[Records in a dataset]
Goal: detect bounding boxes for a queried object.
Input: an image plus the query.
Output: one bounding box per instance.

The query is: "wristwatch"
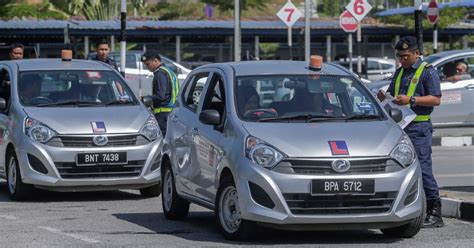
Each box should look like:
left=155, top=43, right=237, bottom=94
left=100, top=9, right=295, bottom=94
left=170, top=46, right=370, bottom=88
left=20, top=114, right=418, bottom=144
left=410, top=96, right=416, bottom=107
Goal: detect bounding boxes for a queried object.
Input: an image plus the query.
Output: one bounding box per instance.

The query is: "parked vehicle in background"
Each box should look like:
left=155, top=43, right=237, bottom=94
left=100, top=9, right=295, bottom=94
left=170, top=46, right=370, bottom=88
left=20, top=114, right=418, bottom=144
left=0, top=59, right=163, bottom=200
left=333, top=58, right=396, bottom=81
left=88, top=51, right=191, bottom=96
left=161, top=61, right=425, bottom=240
left=367, top=49, right=474, bottom=127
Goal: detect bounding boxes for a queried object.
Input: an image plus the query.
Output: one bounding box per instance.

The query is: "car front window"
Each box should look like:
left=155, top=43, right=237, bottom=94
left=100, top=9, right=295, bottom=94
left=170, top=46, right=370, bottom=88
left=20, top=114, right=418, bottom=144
left=17, top=70, right=138, bottom=107
left=235, top=75, right=383, bottom=121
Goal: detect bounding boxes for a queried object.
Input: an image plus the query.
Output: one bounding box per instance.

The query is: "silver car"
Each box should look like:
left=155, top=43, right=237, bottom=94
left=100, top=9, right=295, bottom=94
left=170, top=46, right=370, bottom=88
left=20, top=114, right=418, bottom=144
left=161, top=61, right=424, bottom=239
left=0, top=59, right=163, bottom=200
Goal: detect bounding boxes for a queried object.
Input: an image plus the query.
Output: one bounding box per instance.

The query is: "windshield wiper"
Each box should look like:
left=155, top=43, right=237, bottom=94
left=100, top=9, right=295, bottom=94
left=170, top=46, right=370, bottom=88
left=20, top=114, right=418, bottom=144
left=36, top=100, right=103, bottom=107
left=258, top=114, right=338, bottom=122
left=105, top=100, right=134, bottom=106
left=344, top=114, right=382, bottom=120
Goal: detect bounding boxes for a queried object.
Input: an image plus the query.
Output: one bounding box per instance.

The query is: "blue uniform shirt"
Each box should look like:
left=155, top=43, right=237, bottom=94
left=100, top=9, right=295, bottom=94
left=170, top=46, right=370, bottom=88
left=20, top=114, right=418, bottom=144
left=387, top=59, right=441, bottom=115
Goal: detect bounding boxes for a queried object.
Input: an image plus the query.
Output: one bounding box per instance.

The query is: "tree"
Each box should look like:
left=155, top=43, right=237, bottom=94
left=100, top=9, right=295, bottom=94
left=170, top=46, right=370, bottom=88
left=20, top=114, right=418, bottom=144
left=201, top=0, right=272, bottom=11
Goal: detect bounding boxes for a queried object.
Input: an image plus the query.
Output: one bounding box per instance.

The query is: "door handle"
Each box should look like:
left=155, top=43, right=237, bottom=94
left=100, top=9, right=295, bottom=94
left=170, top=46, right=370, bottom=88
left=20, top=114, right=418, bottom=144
left=464, top=84, right=474, bottom=90
left=170, top=114, right=178, bottom=122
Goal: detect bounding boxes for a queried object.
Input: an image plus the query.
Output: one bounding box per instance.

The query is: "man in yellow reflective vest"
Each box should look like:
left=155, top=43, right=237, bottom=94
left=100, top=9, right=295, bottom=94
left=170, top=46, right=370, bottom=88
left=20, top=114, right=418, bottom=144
left=378, top=36, right=444, bottom=227
left=141, top=51, right=178, bottom=136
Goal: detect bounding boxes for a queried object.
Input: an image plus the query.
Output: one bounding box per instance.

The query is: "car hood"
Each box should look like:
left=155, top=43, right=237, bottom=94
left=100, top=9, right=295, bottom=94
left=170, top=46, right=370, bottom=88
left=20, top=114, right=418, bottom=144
left=24, top=105, right=151, bottom=134
left=243, top=120, right=402, bottom=157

**Given problem:** Rewrite the records above, starting at their beginning and ending at the line containing "left=410, top=96, right=416, bottom=107", swapping "wristwatch" for "pocket watch" and leaving everything else unchanged. Leave the pictures out of your answer.

**Solution to the exercise:**
Goal: detect bounding boxes for a queried object.
Input: an image plus the query.
Output: one bounding box per instance.

The query is: "pocket watch"
Each box should look like:
left=155, top=43, right=237, bottom=94
left=100, top=9, right=295, bottom=94
left=170, top=46, right=370, bottom=88
left=20, top=114, right=418, bottom=144
left=410, top=96, right=416, bottom=107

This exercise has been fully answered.